◆ **WHAT TO WORK ON**: In the records that follow, count each line where the string "wing" occurs. Provide the total and no other text.

(Image-grounded pointing data)
- - -

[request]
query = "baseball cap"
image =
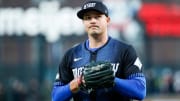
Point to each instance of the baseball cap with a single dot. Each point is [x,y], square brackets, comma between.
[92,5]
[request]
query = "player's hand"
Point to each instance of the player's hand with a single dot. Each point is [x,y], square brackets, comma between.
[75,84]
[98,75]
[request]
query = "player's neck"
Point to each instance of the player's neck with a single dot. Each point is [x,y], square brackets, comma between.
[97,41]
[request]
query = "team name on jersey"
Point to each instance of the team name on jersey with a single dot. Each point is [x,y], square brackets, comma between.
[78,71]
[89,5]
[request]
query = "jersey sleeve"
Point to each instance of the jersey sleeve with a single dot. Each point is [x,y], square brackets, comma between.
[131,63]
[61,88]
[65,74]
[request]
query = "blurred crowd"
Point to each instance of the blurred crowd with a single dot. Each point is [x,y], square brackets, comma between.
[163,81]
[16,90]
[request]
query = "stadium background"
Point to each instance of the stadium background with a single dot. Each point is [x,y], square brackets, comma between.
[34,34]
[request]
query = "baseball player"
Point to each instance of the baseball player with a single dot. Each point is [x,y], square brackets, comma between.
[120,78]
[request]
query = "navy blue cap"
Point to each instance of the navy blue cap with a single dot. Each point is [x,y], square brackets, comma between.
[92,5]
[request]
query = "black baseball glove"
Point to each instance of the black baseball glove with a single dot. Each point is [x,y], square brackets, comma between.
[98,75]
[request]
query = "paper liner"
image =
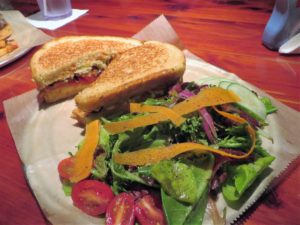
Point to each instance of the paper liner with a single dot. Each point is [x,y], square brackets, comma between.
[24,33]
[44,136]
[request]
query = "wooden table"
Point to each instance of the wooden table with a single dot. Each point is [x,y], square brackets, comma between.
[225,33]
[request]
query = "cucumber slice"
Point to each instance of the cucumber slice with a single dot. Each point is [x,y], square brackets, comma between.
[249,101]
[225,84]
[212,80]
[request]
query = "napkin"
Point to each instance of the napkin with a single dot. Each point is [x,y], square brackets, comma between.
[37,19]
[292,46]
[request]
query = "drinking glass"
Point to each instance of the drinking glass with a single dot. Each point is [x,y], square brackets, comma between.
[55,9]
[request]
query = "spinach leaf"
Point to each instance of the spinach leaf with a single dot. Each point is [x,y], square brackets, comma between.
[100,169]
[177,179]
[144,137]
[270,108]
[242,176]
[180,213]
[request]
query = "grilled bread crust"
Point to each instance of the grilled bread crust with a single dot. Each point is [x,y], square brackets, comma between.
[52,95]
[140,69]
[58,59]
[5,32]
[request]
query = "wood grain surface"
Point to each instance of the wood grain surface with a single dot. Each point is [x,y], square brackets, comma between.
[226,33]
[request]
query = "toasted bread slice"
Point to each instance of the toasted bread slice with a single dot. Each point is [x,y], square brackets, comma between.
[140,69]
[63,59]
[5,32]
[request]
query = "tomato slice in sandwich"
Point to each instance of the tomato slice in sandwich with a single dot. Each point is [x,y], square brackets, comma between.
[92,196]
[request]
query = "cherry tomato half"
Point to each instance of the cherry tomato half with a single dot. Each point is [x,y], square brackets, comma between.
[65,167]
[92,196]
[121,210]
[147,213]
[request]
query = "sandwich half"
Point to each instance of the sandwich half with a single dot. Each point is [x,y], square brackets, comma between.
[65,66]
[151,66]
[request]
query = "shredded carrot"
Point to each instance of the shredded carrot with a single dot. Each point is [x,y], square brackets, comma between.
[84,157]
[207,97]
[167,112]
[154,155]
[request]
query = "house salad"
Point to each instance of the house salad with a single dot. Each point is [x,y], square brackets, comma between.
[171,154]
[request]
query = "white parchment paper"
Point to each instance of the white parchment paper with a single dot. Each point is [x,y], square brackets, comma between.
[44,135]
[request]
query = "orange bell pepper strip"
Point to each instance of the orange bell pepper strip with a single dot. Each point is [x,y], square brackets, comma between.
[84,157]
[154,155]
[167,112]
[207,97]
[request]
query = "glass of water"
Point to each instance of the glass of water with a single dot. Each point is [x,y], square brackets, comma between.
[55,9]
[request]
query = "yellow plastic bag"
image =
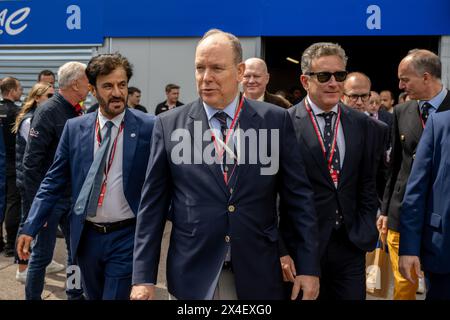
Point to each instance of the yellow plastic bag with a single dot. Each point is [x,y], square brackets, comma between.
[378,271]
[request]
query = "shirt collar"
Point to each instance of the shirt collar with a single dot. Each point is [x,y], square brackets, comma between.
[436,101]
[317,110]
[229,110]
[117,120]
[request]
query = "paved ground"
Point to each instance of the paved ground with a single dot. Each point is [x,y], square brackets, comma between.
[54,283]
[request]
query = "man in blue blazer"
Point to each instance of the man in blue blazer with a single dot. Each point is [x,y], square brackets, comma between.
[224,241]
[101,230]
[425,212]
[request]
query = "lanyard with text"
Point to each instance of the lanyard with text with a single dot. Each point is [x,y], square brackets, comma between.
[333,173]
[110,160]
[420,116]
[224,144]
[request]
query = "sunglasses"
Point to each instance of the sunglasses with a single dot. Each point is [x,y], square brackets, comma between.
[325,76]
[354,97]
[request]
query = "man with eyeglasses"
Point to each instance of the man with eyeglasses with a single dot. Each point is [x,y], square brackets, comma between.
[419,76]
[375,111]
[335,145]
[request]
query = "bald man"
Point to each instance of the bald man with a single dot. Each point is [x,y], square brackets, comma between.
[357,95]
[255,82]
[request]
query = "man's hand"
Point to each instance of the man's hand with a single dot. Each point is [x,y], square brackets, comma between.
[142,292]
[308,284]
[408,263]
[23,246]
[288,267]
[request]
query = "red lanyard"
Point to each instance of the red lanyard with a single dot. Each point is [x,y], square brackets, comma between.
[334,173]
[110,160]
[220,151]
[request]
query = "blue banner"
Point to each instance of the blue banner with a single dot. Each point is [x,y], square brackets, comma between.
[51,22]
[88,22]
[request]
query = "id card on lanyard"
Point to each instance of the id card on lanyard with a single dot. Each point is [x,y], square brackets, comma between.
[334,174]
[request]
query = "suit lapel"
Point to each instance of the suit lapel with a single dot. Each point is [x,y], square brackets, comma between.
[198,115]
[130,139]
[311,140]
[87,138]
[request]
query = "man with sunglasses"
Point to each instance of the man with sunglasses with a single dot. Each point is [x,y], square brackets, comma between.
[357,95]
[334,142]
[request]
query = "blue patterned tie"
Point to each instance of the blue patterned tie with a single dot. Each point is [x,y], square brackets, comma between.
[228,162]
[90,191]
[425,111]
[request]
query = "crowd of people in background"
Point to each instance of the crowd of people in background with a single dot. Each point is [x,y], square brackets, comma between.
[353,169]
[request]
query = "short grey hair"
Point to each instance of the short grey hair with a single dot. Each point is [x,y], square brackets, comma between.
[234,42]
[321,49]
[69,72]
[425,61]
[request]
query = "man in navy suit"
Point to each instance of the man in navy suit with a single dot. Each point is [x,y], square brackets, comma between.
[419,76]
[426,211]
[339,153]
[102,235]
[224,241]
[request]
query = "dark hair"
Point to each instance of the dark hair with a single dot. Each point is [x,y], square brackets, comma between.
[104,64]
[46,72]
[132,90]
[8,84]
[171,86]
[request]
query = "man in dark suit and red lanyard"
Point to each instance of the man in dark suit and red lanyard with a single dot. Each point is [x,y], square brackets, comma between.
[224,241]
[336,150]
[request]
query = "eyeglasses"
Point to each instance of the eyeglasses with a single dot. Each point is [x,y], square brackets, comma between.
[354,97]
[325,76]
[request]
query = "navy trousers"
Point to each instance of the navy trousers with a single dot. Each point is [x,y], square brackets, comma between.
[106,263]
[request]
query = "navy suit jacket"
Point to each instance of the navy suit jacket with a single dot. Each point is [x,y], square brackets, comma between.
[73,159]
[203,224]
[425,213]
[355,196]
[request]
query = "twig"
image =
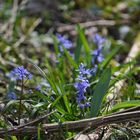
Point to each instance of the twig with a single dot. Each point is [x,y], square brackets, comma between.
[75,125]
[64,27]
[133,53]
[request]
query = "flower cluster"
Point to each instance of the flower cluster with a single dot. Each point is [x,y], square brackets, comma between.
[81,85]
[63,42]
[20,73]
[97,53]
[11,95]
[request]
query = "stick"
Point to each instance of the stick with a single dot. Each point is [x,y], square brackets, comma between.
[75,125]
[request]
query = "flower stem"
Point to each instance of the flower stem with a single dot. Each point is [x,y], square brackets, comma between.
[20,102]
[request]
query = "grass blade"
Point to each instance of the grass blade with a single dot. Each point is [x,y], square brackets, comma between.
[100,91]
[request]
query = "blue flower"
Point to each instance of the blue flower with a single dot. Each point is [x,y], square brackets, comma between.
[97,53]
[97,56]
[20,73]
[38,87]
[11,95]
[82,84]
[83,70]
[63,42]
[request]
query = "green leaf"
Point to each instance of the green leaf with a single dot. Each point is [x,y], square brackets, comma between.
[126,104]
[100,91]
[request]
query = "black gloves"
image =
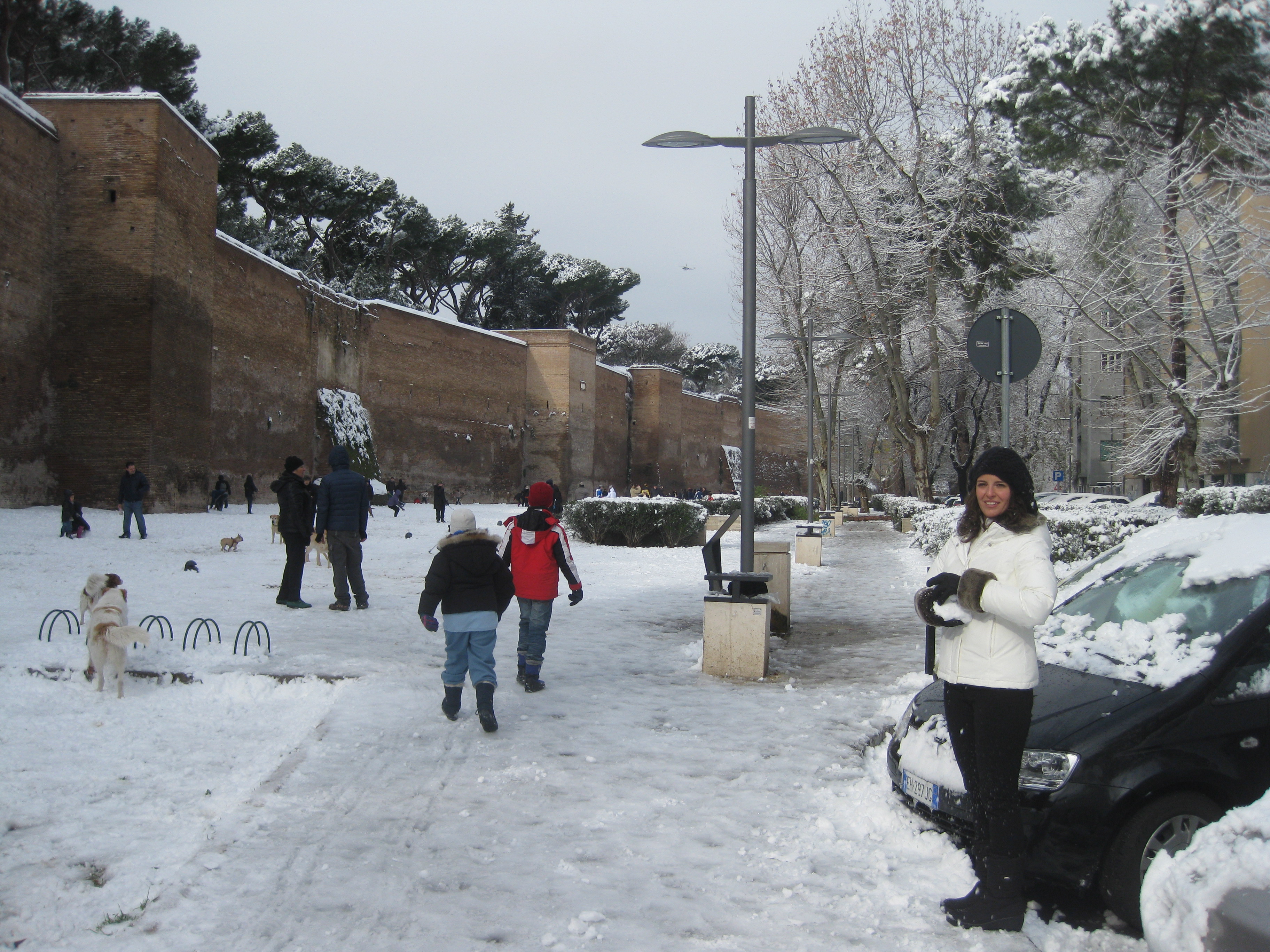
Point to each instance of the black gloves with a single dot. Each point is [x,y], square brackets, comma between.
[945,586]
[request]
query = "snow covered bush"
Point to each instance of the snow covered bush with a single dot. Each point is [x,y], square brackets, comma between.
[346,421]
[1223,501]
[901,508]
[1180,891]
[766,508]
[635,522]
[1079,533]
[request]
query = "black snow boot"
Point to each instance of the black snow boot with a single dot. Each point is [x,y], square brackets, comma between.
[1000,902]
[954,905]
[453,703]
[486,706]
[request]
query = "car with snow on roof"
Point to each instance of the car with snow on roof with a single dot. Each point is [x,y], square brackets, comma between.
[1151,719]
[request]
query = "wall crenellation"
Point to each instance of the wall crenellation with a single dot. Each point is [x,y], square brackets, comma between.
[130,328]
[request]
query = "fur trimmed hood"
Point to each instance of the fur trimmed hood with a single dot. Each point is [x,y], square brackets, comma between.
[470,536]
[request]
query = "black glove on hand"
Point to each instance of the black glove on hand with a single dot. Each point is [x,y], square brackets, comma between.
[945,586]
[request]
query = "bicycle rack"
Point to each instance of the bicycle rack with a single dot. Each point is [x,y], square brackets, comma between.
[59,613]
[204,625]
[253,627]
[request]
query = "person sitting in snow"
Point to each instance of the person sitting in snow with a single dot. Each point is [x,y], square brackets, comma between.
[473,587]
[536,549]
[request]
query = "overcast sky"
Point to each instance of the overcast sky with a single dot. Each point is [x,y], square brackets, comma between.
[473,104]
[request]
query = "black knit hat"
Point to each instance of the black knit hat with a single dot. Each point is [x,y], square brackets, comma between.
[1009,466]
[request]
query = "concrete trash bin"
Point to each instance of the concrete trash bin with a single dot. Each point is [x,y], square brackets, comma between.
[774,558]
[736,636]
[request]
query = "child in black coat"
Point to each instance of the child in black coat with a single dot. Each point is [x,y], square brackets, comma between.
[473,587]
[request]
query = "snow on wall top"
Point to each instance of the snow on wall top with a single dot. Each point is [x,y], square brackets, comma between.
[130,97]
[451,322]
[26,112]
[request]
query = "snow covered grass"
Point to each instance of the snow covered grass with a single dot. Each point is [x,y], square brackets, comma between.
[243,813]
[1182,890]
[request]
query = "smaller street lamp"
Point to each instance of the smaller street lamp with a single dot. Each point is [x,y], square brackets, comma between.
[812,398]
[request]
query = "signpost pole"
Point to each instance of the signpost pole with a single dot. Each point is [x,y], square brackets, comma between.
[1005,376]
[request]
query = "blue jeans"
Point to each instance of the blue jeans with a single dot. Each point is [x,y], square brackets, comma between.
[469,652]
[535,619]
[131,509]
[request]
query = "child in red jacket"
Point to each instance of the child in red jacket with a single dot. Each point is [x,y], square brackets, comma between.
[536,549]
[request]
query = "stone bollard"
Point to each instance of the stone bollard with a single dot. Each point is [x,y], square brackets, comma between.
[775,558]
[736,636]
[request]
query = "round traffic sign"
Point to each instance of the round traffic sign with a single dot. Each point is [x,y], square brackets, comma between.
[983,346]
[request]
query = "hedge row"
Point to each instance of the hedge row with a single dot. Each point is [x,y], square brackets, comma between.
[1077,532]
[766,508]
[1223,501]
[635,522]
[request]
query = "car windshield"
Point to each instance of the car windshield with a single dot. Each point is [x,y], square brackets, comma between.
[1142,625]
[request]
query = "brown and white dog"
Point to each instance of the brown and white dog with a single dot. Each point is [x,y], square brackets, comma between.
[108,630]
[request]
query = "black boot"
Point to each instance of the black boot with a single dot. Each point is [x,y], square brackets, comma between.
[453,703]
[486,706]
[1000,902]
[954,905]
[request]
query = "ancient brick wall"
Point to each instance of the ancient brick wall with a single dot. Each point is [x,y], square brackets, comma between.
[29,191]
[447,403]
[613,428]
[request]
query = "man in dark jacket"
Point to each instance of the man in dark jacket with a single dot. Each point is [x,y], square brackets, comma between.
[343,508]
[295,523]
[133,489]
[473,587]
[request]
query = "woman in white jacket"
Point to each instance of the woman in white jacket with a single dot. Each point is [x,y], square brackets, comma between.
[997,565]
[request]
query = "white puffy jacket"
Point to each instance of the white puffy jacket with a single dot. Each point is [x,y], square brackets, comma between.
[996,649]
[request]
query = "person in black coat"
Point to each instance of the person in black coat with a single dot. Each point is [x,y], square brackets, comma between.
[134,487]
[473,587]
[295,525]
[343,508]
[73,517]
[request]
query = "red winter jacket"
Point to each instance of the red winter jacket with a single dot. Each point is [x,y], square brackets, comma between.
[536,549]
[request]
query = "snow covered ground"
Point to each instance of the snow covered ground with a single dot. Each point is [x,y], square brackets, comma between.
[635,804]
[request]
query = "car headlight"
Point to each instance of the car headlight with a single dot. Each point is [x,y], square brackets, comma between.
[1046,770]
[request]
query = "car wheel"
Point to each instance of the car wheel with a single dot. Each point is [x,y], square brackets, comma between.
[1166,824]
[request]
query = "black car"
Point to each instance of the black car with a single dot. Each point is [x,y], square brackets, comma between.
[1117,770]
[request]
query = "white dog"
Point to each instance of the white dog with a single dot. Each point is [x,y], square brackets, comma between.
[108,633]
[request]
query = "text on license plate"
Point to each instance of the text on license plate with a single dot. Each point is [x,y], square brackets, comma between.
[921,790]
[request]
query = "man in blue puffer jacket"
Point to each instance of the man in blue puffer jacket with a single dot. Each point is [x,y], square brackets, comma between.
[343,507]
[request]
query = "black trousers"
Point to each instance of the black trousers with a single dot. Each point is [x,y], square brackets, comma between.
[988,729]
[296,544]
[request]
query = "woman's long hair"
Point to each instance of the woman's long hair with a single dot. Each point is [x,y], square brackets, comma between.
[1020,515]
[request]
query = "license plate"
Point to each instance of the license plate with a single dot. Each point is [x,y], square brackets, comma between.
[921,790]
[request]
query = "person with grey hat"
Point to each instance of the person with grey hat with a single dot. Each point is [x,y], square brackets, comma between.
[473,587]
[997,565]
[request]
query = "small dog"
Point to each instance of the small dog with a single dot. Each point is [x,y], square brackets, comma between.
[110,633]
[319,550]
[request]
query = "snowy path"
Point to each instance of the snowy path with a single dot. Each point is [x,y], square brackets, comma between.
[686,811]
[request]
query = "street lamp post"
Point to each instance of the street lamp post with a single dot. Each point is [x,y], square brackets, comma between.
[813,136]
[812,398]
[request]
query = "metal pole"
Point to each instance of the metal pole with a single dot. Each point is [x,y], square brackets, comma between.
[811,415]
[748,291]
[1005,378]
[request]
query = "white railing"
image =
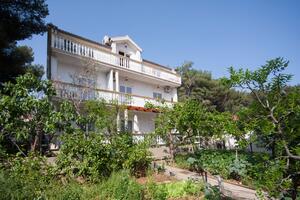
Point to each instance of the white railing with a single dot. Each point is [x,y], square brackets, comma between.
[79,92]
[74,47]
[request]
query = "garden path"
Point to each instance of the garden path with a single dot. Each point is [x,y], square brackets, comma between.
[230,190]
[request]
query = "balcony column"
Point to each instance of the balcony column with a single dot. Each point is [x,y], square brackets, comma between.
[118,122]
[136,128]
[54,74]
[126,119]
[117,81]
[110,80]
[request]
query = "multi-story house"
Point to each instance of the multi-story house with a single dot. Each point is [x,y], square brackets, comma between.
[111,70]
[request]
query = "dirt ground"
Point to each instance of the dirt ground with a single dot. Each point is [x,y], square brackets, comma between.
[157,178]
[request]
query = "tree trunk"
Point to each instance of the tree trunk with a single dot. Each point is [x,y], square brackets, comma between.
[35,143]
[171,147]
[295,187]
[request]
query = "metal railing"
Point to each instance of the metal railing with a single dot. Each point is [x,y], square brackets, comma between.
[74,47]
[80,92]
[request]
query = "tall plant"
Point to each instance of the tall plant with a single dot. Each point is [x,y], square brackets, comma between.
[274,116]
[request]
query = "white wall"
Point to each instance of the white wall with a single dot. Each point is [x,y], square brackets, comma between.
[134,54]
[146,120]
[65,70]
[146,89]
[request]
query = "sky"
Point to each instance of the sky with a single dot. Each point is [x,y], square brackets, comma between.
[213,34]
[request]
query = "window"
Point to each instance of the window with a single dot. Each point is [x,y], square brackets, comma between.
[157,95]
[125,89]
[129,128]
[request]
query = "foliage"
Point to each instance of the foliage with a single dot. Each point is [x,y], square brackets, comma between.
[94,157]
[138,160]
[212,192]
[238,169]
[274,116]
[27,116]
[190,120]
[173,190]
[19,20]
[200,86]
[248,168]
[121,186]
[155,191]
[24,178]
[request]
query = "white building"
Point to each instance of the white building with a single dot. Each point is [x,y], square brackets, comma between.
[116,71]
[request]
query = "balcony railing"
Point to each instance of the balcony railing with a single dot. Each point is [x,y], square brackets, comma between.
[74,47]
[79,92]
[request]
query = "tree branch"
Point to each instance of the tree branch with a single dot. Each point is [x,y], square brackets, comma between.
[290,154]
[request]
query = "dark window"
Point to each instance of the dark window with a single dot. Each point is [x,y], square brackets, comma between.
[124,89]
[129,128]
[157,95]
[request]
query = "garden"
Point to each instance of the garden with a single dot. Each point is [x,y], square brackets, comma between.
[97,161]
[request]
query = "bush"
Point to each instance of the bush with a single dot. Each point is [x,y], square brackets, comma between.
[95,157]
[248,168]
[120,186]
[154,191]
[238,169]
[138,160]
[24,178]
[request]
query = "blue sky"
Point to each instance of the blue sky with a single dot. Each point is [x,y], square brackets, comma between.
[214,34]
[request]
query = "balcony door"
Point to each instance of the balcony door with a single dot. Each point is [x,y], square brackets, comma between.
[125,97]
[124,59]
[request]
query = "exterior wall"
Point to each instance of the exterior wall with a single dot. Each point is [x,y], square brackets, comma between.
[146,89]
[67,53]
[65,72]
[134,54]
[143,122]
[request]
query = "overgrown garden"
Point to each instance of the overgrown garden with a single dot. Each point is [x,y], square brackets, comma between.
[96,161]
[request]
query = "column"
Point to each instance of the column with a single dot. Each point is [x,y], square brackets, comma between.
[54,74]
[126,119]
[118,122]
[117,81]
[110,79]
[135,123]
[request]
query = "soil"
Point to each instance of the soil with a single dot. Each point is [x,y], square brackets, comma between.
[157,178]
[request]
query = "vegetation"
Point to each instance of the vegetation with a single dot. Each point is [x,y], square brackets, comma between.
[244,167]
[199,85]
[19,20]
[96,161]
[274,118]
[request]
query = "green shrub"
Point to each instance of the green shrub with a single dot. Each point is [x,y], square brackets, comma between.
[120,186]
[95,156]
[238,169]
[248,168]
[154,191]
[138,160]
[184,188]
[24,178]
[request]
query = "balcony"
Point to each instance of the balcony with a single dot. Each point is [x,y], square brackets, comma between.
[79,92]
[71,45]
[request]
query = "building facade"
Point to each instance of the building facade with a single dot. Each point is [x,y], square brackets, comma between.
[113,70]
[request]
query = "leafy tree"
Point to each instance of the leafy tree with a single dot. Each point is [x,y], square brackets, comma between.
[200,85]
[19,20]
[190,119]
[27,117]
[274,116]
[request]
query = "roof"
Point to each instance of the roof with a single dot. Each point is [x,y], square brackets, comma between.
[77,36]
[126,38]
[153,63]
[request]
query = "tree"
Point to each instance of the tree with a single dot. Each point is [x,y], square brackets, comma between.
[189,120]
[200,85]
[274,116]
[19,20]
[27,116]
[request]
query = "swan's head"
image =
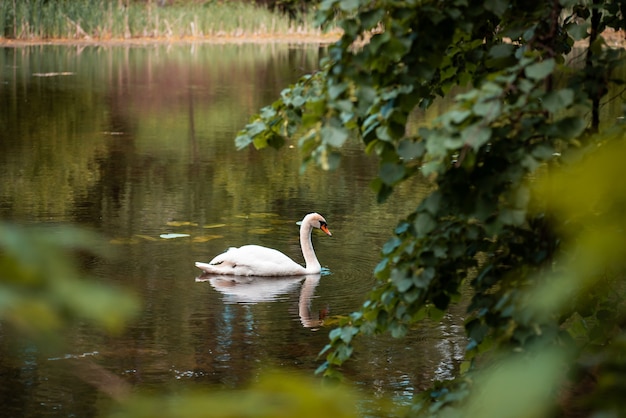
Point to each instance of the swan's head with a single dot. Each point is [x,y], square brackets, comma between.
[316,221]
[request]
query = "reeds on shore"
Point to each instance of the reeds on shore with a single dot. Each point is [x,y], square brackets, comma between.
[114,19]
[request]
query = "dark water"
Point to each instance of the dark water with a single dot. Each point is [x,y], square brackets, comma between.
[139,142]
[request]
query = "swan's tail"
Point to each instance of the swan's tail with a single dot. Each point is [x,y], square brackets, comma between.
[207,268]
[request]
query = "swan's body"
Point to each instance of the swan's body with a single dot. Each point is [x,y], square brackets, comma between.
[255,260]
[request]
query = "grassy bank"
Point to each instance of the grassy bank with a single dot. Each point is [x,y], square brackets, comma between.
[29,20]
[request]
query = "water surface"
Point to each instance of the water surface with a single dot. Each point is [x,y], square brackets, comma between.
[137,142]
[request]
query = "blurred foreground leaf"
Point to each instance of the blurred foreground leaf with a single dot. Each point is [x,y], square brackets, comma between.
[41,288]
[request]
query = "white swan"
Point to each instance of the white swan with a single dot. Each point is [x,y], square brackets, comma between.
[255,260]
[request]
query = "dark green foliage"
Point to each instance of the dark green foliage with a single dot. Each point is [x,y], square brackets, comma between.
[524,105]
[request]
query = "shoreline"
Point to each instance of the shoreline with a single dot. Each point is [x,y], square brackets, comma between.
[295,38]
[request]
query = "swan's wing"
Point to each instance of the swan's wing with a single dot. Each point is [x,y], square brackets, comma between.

- - -

◆ **ANSWER AREA**: 2